**QUOTED TEXT:**

Pam Martens of Wall Street on Parade does some excellent work, and I have featured her articles several times on this site. Most recently, I highlighted her article: New York is Drowning in Bribes and Corruption, which was a particularly popular post. In the article I have chosen today, she dives into a topic frequently discussed on the Wall Street on Parade site. Namely, the incestuous and entirely inappropriate relationship between JP Morgan and law enforcement, including the CIA itself. No wonder no one ever gets in trouble or goes to jail…

Here are some excerpts from her latest:

The nonstop crime news swirling around JPMorgan Chase for a solid 18 months has started to feel a little spooky – they do lots of crime but never any time; and with each closed case, a trail of unanswered questions remains in the public’s mind.

One reason that JPMorgan may have such a spooky feel is that it has aligned itself in no small way with real-life spooks, the CIA kind.

Just when the public was numbing itself to the endless stream of financial malfeasance which cost JPMorgan over $30 billion in fines and settlements in just the past 13 months, we learned on January 28 of this year that a happy, healthy 39-year old technology Vice President, Gabriel Magee, was found dead on a 9th level rooftop of the bank’s 33-story European headquarters building in the Canary Wharf section of London.

The way the news of this tragic and sudden death was stage-managed by highly skilled but invisible hands, turning a demonstrably suspicious incident into a cut-and-dried suicide leap from the rooftop (devoid of eyewitnesses or  motivation) had all the hallmarks of a sophisticated covert operation or coverup.

The London Evening Standard newspaper reported the same day that “A man plunged to his death from a Canary Wharf tower in front of thousands of horrified commuters today.” Who gave that completely fabricated story to the press? Commuters on the street had no view of the body because it was 9 floors up on a rooftop – a rooftop that is accessible from a stairwell inside the building, not just via a fall from the roof. Adding to the suspicions, Magee had emailed his girlfriend the evening before telling her he was finishing up and would be home shortly.

**STORED RECORDS:**
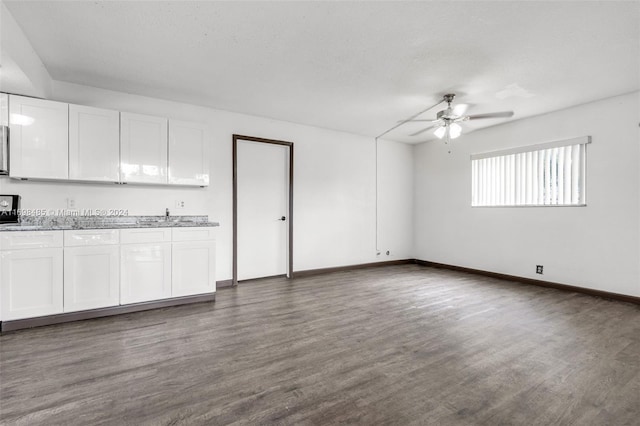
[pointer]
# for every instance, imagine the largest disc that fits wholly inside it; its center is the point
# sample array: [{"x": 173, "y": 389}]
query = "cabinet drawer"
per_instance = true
[
  {"x": 193, "y": 234},
  {"x": 91, "y": 237},
  {"x": 153, "y": 235},
  {"x": 30, "y": 239}
]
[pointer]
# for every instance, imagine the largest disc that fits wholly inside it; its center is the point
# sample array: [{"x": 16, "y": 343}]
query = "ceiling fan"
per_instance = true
[{"x": 446, "y": 123}]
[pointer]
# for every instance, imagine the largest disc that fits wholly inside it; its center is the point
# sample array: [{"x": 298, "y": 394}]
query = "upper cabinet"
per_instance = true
[
  {"x": 39, "y": 138},
  {"x": 188, "y": 154},
  {"x": 59, "y": 141},
  {"x": 143, "y": 148},
  {"x": 94, "y": 144},
  {"x": 4, "y": 109}
]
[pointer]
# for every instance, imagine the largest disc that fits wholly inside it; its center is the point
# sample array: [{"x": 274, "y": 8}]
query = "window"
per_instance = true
[{"x": 550, "y": 174}]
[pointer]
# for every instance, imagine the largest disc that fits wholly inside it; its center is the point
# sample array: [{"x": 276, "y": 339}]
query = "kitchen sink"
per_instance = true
[{"x": 20, "y": 227}]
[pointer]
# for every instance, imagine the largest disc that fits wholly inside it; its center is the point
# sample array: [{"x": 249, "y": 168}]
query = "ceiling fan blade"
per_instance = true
[
  {"x": 422, "y": 131},
  {"x": 460, "y": 109},
  {"x": 419, "y": 120},
  {"x": 502, "y": 114}
]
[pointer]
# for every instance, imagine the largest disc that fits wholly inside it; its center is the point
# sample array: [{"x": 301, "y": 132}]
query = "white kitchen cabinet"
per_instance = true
[
  {"x": 145, "y": 261},
  {"x": 143, "y": 148},
  {"x": 91, "y": 269},
  {"x": 91, "y": 277},
  {"x": 4, "y": 109},
  {"x": 39, "y": 138},
  {"x": 94, "y": 144},
  {"x": 188, "y": 154},
  {"x": 32, "y": 283},
  {"x": 193, "y": 264}
]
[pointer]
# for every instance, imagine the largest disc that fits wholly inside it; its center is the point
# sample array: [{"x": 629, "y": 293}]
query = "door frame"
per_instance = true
[{"x": 237, "y": 138}]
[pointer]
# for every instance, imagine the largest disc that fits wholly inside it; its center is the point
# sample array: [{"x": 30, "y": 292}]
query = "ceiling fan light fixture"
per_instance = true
[
  {"x": 440, "y": 131},
  {"x": 455, "y": 130}
]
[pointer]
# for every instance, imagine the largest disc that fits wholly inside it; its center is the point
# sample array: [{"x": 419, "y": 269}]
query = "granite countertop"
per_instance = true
[{"x": 62, "y": 223}]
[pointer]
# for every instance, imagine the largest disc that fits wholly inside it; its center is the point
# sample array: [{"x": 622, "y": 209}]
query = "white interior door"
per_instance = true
[{"x": 263, "y": 197}]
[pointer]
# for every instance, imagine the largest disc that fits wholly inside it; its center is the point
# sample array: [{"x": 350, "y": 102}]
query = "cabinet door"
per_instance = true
[
  {"x": 94, "y": 144},
  {"x": 91, "y": 277},
  {"x": 145, "y": 273},
  {"x": 39, "y": 138},
  {"x": 188, "y": 154},
  {"x": 193, "y": 268},
  {"x": 31, "y": 283},
  {"x": 4, "y": 109},
  {"x": 143, "y": 148}
]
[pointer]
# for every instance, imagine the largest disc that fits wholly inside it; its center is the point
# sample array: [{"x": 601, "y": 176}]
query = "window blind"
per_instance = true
[{"x": 551, "y": 174}]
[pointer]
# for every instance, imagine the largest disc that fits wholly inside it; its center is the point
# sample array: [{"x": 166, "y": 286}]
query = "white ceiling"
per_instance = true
[{"x": 352, "y": 66}]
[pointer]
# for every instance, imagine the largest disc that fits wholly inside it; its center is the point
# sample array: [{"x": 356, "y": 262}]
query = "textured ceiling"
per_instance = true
[{"x": 352, "y": 66}]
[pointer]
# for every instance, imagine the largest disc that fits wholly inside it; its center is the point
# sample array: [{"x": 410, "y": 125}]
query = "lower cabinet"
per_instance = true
[
  {"x": 146, "y": 272},
  {"x": 31, "y": 282},
  {"x": 91, "y": 277},
  {"x": 193, "y": 268},
  {"x": 52, "y": 272}
]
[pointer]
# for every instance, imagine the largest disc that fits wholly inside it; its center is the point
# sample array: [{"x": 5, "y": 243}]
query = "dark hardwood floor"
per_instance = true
[{"x": 391, "y": 345}]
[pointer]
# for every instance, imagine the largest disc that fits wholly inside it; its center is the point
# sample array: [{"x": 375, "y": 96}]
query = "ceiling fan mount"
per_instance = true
[{"x": 446, "y": 121}]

**SHORT PROBLEM 1:** Write out the part of the post about JPMorgan from "The London Evening" up to and including "be home shortly.".
**SHORT PROBLEM 2:**
Answer these questions using the post about JPMorgan.
(a) For how long does the post say crime news had been swirling around JPMorgan Chase?
(b) How old was Gabriel Magee?
(c) Which newspaper reported that a man plunged to his death in front of thousands of commuters?
The entries stand on their own and have no connection to the post about JPMorgan.

**WRITTEN ANSWER 1:**
The London Evening Standard newspaper reported the same day that “A man plunged to his death from a Canary Wharf tower in front of thousands of horrified commuters today.” Who gave that completely fabricated story to the press? Commuters on the street had no view of the body because it was 9 floors up on a rooftop – a rooftop that is accessible from a stairwell inside the building, not just via a fall from the roof. Adding to the suspicions, Magee had emailed his girlfriend the evening before telling her he was finishing up and would be home shortly.

**WRITTEN ANSWER 2:**
(a) A solid 18 months
(b) 39
(c) The London Evening Standard